Task item:
Wherever a line holds the word "leaves", copy that line from the data.

Raw data:

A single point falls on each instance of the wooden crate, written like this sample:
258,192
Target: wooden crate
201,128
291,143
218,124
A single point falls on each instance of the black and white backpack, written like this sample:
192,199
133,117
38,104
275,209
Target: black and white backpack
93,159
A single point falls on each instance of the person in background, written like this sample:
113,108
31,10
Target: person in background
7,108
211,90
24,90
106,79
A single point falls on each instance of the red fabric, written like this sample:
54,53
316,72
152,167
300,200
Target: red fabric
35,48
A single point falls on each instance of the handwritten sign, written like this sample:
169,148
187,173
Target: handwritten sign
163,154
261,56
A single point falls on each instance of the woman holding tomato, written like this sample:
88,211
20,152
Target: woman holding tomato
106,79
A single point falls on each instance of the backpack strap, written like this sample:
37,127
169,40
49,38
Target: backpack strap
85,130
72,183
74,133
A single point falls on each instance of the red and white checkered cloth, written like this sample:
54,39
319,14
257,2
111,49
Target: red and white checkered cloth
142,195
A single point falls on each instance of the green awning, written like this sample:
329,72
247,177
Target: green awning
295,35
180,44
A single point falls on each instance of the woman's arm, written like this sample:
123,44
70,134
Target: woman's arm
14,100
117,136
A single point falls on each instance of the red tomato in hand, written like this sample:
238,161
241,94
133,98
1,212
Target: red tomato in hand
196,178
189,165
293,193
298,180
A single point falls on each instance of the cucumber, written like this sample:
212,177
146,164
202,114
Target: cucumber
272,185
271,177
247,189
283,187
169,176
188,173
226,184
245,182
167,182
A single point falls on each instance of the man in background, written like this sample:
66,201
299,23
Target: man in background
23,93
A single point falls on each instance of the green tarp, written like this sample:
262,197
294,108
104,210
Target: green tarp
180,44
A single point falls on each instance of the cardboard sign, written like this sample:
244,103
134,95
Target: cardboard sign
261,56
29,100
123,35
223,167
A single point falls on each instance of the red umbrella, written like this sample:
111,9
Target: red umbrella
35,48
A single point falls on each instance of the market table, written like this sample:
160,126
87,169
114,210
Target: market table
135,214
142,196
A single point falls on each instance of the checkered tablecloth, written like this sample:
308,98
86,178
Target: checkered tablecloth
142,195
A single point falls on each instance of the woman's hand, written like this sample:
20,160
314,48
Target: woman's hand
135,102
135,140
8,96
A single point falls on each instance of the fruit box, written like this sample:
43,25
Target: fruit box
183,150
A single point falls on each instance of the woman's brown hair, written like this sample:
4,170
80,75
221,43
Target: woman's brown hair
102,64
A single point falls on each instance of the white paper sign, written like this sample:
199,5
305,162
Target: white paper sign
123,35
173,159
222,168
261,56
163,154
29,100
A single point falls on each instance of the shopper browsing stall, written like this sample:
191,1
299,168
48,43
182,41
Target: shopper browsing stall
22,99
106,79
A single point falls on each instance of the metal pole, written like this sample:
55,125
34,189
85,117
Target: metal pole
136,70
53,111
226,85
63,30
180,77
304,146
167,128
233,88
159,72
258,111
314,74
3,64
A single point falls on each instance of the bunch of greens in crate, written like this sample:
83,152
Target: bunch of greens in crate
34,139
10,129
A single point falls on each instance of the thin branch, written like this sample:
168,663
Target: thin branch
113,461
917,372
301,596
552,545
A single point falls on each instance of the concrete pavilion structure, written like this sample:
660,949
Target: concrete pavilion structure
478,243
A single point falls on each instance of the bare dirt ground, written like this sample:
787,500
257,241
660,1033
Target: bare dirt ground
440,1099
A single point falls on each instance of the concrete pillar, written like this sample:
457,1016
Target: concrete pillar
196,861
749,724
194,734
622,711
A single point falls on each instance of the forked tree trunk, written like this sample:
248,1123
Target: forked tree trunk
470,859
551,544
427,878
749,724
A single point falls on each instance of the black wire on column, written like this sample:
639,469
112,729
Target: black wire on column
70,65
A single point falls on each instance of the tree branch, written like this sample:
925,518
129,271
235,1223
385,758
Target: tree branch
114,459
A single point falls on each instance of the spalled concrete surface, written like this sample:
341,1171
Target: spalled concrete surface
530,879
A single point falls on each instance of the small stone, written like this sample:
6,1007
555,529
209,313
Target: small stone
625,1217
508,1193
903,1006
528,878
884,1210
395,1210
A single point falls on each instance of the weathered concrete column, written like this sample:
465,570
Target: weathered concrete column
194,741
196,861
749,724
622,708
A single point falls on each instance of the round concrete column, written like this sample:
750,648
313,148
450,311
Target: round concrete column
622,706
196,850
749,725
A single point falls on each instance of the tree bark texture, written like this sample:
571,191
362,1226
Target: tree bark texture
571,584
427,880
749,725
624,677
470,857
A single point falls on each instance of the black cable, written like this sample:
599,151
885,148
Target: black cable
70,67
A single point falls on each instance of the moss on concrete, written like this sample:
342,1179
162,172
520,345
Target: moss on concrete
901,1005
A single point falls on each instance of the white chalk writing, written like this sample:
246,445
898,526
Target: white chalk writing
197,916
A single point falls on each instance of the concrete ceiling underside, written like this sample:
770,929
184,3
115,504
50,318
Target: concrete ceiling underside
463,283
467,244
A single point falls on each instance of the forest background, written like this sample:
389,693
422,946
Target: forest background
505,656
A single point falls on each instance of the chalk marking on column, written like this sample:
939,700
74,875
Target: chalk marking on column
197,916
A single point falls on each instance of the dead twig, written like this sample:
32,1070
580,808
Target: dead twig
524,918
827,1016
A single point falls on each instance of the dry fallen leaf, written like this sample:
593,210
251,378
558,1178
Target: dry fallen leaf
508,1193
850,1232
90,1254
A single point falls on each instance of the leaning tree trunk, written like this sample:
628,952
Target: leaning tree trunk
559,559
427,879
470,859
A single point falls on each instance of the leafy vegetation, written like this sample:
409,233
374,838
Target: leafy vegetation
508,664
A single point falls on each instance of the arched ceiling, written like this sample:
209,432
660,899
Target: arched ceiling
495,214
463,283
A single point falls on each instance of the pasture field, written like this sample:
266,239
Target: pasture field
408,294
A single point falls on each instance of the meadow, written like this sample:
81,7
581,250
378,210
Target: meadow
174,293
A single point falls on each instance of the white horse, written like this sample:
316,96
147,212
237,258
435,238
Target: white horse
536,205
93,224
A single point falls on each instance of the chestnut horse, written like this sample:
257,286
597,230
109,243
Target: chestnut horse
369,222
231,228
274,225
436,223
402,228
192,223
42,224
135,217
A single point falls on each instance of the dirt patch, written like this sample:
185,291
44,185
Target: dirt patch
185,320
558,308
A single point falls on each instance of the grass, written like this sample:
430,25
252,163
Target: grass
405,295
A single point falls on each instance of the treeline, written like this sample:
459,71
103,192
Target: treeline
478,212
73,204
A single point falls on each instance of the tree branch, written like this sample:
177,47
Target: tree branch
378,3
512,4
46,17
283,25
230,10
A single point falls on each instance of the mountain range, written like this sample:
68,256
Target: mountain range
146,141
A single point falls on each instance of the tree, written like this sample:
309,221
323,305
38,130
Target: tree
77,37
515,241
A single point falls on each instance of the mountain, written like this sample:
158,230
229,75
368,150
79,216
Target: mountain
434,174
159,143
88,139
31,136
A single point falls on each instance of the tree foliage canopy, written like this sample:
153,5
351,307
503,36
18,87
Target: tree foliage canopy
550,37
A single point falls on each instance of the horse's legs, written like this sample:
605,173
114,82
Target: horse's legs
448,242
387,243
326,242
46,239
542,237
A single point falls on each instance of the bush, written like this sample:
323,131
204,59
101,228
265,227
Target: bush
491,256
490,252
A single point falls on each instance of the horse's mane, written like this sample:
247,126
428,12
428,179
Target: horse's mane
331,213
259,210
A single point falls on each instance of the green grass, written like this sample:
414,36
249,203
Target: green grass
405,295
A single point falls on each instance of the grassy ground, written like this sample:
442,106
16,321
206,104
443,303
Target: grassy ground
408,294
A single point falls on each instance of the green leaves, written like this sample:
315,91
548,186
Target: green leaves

Written answer:
A single point falls on each instance of the green leaves, written like this sample:
Target: green leaves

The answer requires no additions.